Exercise requirements:
a. In the article on the rare Southern California snow, reproduce the passage word for word, starting at "Snow showers were" and ending at "elevation, NWS reports.".
b. According to the article on the rare Southern California snow, on what date did the cold upper low pressure system track across California?
c. Continue the article on the rare Southern California snow from its last sentence.

NWS: Snow at elevation rarely seen in Southern California

NWS: Snow at elevation rarely seen in Southern California

A very cold upper low pressure system tracked across California on February 21, 2019, bringing scattered showers, with snow showers down to extremely low levels, and isolated thunderstorms with hail.

Snow showers were reported by spotters in Thousand Oaks, Simi Valley, Calabasas, Northridge, Pasadena, all at elevations between 210 and 305 m (700 and 1 000 feet) or so. Snow was also reported in portions of the Santa Clarita Valley, which is a bit higher in elevation, NWS reports.

Most amazingly, snow was even reported right at some beaches, including Malibu Pier and Leo Carrillo Beach, and near sea level at Fire Station 71 at Point Dume. In most areas, the snow melted as it hit the ground.

Records provided:

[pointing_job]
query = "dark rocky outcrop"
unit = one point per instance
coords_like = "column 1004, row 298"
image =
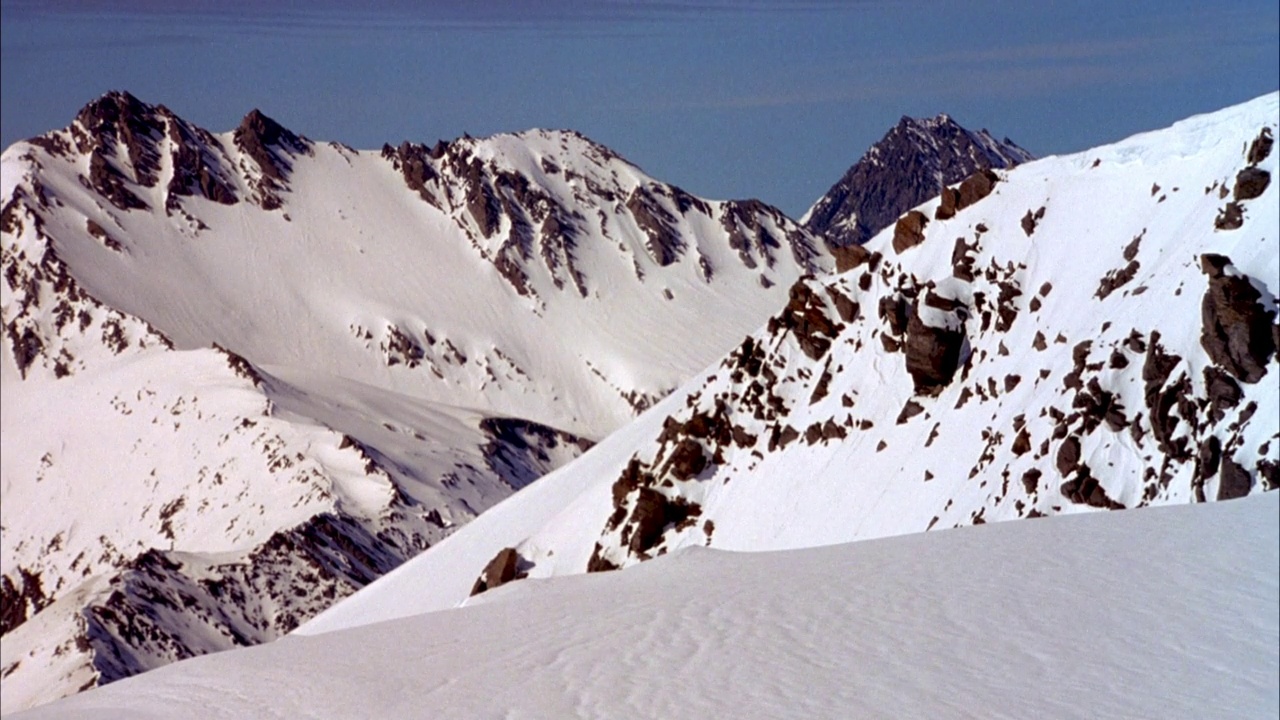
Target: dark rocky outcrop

Results by task:
a.
Snow showers were reported by spotters in Thousand Oaks, Simi Valley, Calabasas, Northridge, Pasadena, all at elevations between 210 and 305 m (700 and 1 000 feet) or so. Snow was also reported in portions of the Santa Clarita Valley, which is a bit higher in elevation, NWS reports.

b. February 21, 2019.

c.
No snow was reported in Downtown Los Angeles. The last time that any snow was reported there was in 1962, when a trace of snow was reported on 2 consecutive days, January 21 and 22.

Measurable snow has fallen in Downtown Los Angeles just twice since records began 142 years ago in 1877. The heavier snowfall occurred on January 15, 1932, when 50.8 cm (2.0 inches) of snow was recorded. The other time measurable snow was reported, and the most recent, was on January 9, 1949, more than 70 years ago. On that day, 7.62 mm (0.3 inches) of snow was measured.

The last significant and widespread measurable snow to affect the Los Angeles and Ventura County valleys was on February 8, 1989, when up to 127 mm (5 inches) of snow fell in portions of the San Fernando Valley westward to Thousand Oaks and Simi Valley.

Read more: Rare snowfall in Los Angeles County, Las Vegas had 5th February snow day, first since 1949 - February 22, 2019 (The Watchers)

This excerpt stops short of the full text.